● **PASSAGE**:
DataMade's source for municipal scrapers feeding ocd.datamade.us.
See the upstream README for instructions on local installation and development of the scrapers.
Changes should only be made to this fork if they are related to deployment, configuration or task scheduling. All changes to scraper functionality should be made upstream in opencivicdata/scrapers-us-municipal
.
As such, we want changes in this repo to all be rebased off opencivicdata/scrapers-us-municipal
.
First, set up your upstream branch.
git remote add upstream https://github.com/opencivicdata/scrapers-us-municipal.git
Then pull from origin of this fork.
git pull origin master
Commit your local changes, if any. Next, rebase your changes onto upstream master.
git pull upstream master
git push origin master
The Chicago scrapers are scheduled using the crontab in the scripts/
directory
of this repository.
The LA Metro scrapers are scheduled via Airflow. The production Airflow instance
is located at la-metro-dashboard.datamade.us.
DataMade staff can find login credentials under the Metro support email in
LastPass. The underlying code is in the datamade/la-metro-dashboard
repository.
This repo uses GitHub Actions for continuous integration and deployment. To
trigger a production deployment, sync the master
branch with the deploy
branch:
git push origin master:deploy
Pushing to the master
and deploy
branches will deploy the code to the OCD
server (for scrapes scheduled by cron) and create a GitHub Container Registry
build tagged with the relevant branch name (for scrapes scheduled by Airflow,
which are run in containers).
For LA Metro, we have alerting set up to notify us if pupa is not able to resolve a board report associated with an agenda item. This is an important diagnostic tool to help us track down why some board reports are not getting scraped.
Some board reports are not getting scraped because they have not been made public and will not be made public. When LA Metro tells us that they will not make a board report public, we should "ignore" that alert in Sentry. Also add a comment that you were directed by LA Metro that this board report will not be made public.
We take this approach instead of editing the scraper to ignore certain bills because it's possible that LA Metro may decide to change their mind about what to make public sometime in the future.

● **WHAT IS EXPECTED**: Repeat everything in the README from "git pull origin" down to "located at la-metro-dashboard.datamade.us.". The lines have no connection to the README.

● **MATERIAL SUPPLIED**:
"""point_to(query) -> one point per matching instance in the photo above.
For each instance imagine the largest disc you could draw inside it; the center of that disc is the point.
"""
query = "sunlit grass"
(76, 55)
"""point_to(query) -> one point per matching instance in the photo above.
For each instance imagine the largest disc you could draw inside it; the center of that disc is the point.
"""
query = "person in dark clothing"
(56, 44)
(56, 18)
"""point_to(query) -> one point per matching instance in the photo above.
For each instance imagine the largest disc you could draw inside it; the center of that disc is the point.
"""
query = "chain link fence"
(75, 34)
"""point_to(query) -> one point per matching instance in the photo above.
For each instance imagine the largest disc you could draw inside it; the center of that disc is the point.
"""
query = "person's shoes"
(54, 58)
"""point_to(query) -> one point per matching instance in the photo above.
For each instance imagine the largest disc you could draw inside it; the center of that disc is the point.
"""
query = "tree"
* * *
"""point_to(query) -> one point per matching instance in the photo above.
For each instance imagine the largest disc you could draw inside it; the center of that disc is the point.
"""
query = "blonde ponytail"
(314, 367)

● **ANSWER AREA**:
git pull origin master
Commit your local changes, if any. Next, rebase your changes onto upstream master.
git pull upstream master
git push origin master
The Chicago scrapers are scheduled using the crontab in the scripts/
directory
of this repository.
The LA Metro scrapers are scheduled via Airflow. The production Airflow instance
is located at la-metro-dashboard.datamade.us.